- _EXERCISE DIRECTIONS_: Output the data below exactly as it is, dropping the pictures from your copy.

- _SUPPLIED INFORMATION_:
..........

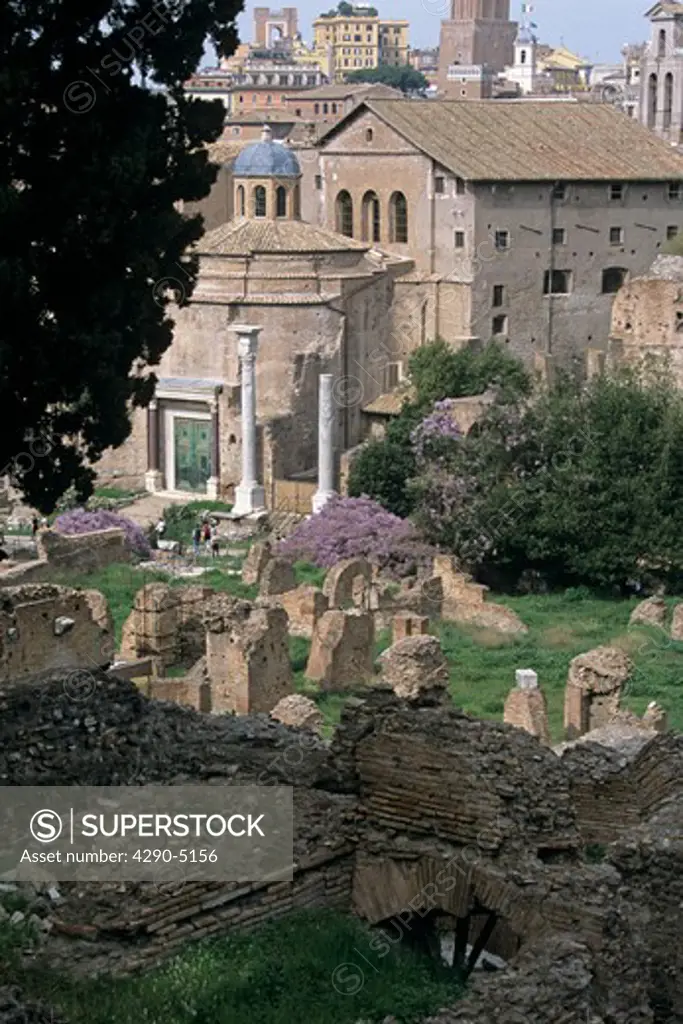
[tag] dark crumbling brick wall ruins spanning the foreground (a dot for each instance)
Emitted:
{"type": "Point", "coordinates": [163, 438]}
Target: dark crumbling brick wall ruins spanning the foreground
{"type": "Point", "coordinates": [415, 809]}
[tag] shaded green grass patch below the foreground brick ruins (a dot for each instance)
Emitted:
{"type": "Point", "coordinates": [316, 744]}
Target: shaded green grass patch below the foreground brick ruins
{"type": "Point", "coordinates": [306, 967]}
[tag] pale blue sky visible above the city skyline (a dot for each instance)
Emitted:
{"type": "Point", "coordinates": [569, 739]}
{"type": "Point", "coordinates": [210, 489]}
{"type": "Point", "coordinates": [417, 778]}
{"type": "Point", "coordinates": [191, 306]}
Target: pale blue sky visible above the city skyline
{"type": "Point", "coordinates": [594, 29]}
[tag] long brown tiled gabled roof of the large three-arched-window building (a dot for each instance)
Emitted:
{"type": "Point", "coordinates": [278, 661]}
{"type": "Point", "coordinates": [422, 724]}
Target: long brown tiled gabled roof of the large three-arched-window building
{"type": "Point", "coordinates": [516, 141]}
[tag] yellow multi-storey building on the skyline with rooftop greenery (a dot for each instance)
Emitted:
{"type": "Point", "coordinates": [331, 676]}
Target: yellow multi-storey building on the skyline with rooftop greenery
{"type": "Point", "coordinates": [354, 42]}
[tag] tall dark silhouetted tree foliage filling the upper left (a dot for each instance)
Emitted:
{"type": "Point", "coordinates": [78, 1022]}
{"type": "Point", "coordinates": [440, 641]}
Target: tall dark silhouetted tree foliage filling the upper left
{"type": "Point", "coordinates": [99, 147]}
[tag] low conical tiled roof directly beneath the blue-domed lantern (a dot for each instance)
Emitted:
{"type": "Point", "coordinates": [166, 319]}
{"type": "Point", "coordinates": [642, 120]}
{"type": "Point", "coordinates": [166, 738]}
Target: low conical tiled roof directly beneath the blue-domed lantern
{"type": "Point", "coordinates": [244, 237]}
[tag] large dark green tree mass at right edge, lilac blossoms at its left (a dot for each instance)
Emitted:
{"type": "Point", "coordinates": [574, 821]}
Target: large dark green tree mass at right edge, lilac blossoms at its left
{"type": "Point", "coordinates": [585, 486]}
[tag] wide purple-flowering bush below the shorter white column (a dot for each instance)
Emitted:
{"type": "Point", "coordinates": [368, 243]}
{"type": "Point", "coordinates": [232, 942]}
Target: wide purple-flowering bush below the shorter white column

..........

- _SOLUTION TO THE EXERCISE_:
[tag] dark crumbling brick wall ruins spanning the foreground (a dot for each instance)
Emitted:
{"type": "Point", "coordinates": [163, 438]}
Target: dark crumbling brick wall ruins spanning the foreground
{"type": "Point", "coordinates": [415, 809]}
[tag] shaded green grass patch below the foreground brick ruins (a dot for each instance)
Emitted:
{"type": "Point", "coordinates": [316, 744]}
Target: shaded green grass patch below the foreground brick ruins
{"type": "Point", "coordinates": [306, 967]}
[tag] pale blue sky visible above the city skyline (a dot for each instance)
Emitted:
{"type": "Point", "coordinates": [569, 739]}
{"type": "Point", "coordinates": [210, 489]}
{"type": "Point", "coordinates": [417, 778]}
{"type": "Point", "coordinates": [191, 306]}
Target: pale blue sky visible above the city skyline
{"type": "Point", "coordinates": [594, 29]}
[tag] long brown tiled gabled roof of the large three-arched-window building (a dot for each instance)
Emitted:
{"type": "Point", "coordinates": [278, 661]}
{"type": "Point", "coordinates": [422, 724]}
Target: long brown tiled gabled roof of the large three-arched-window building
{"type": "Point", "coordinates": [516, 141]}
[tag] yellow multi-storey building on the skyline with rooftop greenery (a dot for each instance)
Emitted:
{"type": "Point", "coordinates": [331, 676]}
Target: yellow multi-storey building on the skyline with rooftop greenery
{"type": "Point", "coordinates": [354, 42]}
[tag] tall dark silhouetted tree foliage filling the upper left (a dot for each instance)
Emitted:
{"type": "Point", "coordinates": [78, 1022]}
{"type": "Point", "coordinates": [440, 641]}
Target: tall dark silhouetted tree foliage filling the upper left
{"type": "Point", "coordinates": [99, 147]}
[tag] low conical tiled roof directly beneath the blue-domed lantern (a dot for each instance)
Emitted:
{"type": "Point", "coordinates": [166, 319]}
{"type": "Point", "coordinates": [642, 120]}
{"type": "Point", "coordinates": [166, 738]}
Target: low conical tiled roof directly beneath the blue-domed lantern
{"type": "Point", "coordinates": [244, 237]}
[tag] large dark green tree mass at right edge, lilac blossoms at its left (a dot for each instance)
Emitted:
{"type": "Point", "coordinates": [574, 821]}
Target: large dark green tree mass at right edge, lilac blossoms at its left
{"type": "Point", "coordinates": [585, 486]}
[tag] wide purple-flowering bush below the shorter white column (a dot for each instance)
Emitted:
{"type": "Point", "coordinates": [368, 243]}
{"type": "Point", "coordinates": [232, 942]}
Target: wide purple-flowering bush below the shorter white column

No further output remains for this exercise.